• **Exercise data**:
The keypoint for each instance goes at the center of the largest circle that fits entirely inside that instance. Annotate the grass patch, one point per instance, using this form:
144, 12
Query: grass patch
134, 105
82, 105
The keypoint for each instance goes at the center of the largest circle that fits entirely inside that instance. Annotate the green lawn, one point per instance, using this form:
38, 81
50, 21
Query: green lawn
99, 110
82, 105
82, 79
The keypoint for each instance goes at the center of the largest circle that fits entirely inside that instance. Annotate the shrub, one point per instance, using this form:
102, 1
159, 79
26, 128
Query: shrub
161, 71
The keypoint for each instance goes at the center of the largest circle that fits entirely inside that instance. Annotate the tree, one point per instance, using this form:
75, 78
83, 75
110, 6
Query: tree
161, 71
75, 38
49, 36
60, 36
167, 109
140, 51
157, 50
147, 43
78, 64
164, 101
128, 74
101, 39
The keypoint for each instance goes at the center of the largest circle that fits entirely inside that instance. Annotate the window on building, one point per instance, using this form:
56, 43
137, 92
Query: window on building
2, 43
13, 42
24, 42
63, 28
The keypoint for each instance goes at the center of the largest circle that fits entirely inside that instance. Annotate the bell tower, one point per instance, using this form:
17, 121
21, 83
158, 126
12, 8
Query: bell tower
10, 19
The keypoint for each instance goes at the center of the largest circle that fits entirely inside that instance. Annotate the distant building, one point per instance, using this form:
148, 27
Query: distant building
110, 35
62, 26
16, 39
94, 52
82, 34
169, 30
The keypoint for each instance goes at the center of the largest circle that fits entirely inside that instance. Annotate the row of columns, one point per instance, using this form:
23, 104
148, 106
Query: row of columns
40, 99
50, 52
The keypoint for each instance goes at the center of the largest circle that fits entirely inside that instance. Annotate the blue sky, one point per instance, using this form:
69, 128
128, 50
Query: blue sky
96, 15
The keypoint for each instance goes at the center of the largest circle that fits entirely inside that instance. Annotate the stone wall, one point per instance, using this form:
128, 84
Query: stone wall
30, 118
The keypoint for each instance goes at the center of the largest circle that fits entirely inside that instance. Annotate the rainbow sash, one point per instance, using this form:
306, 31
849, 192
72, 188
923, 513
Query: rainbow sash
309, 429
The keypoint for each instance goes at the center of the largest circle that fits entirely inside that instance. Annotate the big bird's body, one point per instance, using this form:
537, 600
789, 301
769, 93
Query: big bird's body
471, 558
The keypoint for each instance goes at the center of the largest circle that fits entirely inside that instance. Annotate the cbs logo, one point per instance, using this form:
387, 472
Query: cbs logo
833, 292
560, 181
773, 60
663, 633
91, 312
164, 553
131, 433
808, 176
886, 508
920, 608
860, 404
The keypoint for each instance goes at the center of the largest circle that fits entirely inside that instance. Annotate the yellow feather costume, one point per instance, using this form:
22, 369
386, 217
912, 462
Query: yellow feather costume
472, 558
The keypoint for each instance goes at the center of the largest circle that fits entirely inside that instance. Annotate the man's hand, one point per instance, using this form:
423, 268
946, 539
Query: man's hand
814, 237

• **Exercise**:
Output a JSON list of strings, one per line, starting with the line containing "Annotate the yellow" and running through the last line of the material. Include both of those lines and omit any blank lines.

• **Answer below**:
[
  "The keypoint for each instance goes at the center of the largest circle that fits entirely inside that instance. Annotate the yellow feather costume, one point per instance, using this form:",
  "22, 369",
  "386, 217",
  "912, 462",
  "Query: yellow feather costume",
  "472, 558",
  "The keypoint for each instance goes at the center of the largest circle that fits entirely inside that instance. Annotate the man's hand, one point per instance, using this form:",
  "423, 268",
  "946, 539",
  "Query: man's hand",
  "814, 237"
]